• EXERCISE DIRECTIONS: Can you restate the records below word for word?

• AVAILABLE DATA:
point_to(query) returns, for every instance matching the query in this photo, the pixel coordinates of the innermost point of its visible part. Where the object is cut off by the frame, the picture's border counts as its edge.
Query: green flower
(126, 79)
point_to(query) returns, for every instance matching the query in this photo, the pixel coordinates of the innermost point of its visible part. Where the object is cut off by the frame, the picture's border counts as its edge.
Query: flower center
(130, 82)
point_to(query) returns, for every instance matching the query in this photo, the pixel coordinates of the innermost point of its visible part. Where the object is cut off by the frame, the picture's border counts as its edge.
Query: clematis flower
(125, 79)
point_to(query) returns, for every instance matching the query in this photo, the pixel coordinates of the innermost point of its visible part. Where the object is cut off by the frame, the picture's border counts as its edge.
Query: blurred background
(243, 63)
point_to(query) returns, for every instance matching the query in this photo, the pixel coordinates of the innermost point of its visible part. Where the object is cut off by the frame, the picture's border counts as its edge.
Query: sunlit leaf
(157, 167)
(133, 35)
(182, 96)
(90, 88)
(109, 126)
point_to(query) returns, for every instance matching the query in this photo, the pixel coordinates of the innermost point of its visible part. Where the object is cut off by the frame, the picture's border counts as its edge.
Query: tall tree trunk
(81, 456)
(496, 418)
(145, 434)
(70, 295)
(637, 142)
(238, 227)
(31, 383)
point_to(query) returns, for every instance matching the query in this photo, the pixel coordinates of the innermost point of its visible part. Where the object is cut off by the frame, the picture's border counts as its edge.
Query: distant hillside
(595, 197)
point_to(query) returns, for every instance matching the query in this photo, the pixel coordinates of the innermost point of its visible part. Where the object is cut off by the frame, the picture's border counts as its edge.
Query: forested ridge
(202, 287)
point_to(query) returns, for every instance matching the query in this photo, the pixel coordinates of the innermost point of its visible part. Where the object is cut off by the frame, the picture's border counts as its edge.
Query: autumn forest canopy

• WORKED SOLUTION:
point_to(query) returns, for every instance matching the query in this photo, the pixel coordinates of the innermost point of its visible part. Where the object is cut off by the frame, the picture's border counts as its edge.
Query: green flower
(126, 79)
point_to(query) returns, for every instance matching the query in this photo, the pixel coordinates of the innermost point of its visible part. Where the object is cut off by the frame, the picture's border counts as its edge.
Query: flower center
(130, 82)
point_to(query) returns, for every instance matching the query in this photo, the pixel coordinates of the innermost point of its visible part. Where the object is cut off by the frame, the picture's border counts as its edge.
Query: clematis flower
(125, 79)
point_to(query) returns, for every instance matching the query in this photo, the pixel coordinates of the innermost point of its visible part. Where the object is cut off by the frame, the picture's border counts as its edge.
Query: blurred background
(243, 63)
point_to(query) returns, for every instance matching the query in this photo, the pixel coordinates of the innermost point of its visible part. Where the object is cut off by the frame, the picture's border counts as its edge.
Query: sunlit leaf
(157, 167)
(133, 35)
(182, 96)
(90, 88)
(109, 126)
point_to(query) returns, for every instance matching the query in this photo, the pixel coordinates of the innermost point of its visible part. Where the object is cut off by the frame, the picture's border counts as its edge.
Query: tall tree trunk
(81, 456)
(496, 418)
(145, 434)
(70, 295)
(637, 142)
(238, 227)
(31, 383)
point_to(query) returns, for every instance matching the query in this photo, the pixel coordinates of the innermost point of its visible part. Where the object is cut off by the frame, the picture's border counts as its edge.
Query: distant hillside
(595, 197)
point_to(query) returns, for every instance matching the query in this photo, the pixel coordinates of the innermost point of its visible part. Where the object is cut off by the frame, the picture's border counts as its edge.
Query: forested ridge
(202, 287)
point_to(query) returns, for every instance matching the query in this photo, the pixel coordinates of the innermost point of its visible part. Where the object is cut off by the frame, the picture's border counts as its edge.
Query: autumn forest canopy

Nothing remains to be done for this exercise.